Dataset excerpts =

============================================================

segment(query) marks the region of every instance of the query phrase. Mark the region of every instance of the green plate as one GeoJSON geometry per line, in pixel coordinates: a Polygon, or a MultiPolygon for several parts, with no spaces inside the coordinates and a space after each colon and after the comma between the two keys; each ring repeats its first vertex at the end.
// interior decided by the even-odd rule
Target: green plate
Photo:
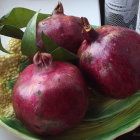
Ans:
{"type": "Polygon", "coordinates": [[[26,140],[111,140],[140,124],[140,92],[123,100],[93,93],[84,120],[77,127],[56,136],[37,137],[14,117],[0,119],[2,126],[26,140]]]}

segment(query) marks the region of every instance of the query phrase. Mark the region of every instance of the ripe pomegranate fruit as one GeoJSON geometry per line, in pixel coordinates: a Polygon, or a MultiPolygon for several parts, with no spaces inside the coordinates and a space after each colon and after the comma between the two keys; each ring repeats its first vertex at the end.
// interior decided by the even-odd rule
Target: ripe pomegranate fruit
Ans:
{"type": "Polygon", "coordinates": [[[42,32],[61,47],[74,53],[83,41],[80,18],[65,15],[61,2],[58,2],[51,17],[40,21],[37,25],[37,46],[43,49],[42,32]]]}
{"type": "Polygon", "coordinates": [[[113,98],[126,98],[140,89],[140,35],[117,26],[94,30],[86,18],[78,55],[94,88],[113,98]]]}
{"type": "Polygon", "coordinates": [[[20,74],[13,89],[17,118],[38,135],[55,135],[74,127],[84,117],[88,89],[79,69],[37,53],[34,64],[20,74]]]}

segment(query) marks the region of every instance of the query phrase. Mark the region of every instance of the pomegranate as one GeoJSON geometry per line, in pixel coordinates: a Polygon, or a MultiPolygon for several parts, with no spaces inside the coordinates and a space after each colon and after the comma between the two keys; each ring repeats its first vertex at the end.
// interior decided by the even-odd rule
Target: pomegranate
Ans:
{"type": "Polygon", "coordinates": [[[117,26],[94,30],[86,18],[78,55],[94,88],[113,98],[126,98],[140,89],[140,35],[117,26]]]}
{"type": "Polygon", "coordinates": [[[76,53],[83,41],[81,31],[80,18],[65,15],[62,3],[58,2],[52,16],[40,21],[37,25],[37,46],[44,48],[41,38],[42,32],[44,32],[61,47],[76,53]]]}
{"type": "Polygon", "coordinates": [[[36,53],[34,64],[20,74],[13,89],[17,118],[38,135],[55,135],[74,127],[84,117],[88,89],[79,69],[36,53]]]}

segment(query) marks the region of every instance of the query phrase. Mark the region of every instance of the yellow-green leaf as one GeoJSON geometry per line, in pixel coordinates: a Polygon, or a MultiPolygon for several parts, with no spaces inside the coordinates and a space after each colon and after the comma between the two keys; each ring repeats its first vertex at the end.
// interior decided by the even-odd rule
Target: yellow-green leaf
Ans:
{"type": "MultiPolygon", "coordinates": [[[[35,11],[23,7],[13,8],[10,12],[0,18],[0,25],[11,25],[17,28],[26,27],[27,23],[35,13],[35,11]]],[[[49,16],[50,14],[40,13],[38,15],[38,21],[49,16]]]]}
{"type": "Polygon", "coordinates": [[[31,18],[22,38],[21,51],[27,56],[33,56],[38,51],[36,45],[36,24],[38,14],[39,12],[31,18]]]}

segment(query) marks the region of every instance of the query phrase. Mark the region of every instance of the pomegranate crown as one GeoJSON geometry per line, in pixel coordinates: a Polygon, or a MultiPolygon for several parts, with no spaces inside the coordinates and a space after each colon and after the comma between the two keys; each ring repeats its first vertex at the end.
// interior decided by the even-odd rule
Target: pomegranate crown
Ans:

============================================================

Assignment = All lines of the records above that carry the word "each" should be listed.

Expected answer =
segment(query) marks the region of every instance of the query phrase. Mark the region of every instance of the green plate as one GeoJSON geometry per line, in pixel coordinates: a Polygon, or a MultiPolygon for several parts, with no spaces inside the coordinates and a space after each colon and after the comma between the two keys; each ring repeats its first vertex at the end.
segment(query) marks the region of every instance of the query phrase. Mark the region of every instance of the ripe pomegranate fruit as one GeoJSON geometry per line, in pixel coordinates: a Polygon, or a MultiPolygon for several parts, with no spaces inside the coordinates and a space after each colon and after the comma between the two keys; each ring repeats its first vertex at the end.
segment(query) marks the region of every instance of the query phrase. Mark the region of every instance of the pomegranate as one GeoJSON geometry per line, in pixel coordinates: a Polygon, or a MultiPolygon for several parts, with no spaces inside the coordinates and a space after each colon and after the comma between the two keys; each ring repeats its first vertex at the end.
segment(query) marks the region of every instance of the query phrase. Mark the region of every instance of the yellow-green leaf as one GeoJSON geometry per line, in pixel coordinates: a Polygon, or a MultiPolygon for several parts, with no spaces inside the coordinates and a space after each colon and after the comma between the two keys; each ring repeats its first vertex at the end.
segment(query) marks the region of every instance of the query phrase. Mark the region of every instance of the pomegranate crown as one GeoJSON geometry per line, in pixel coordinates: a Polygon, or a MultiPolygon for several parts, with no spaces inside the coordinates and a space after each colon and after the comma between the two keys; each ring repeats its first vertex at the end.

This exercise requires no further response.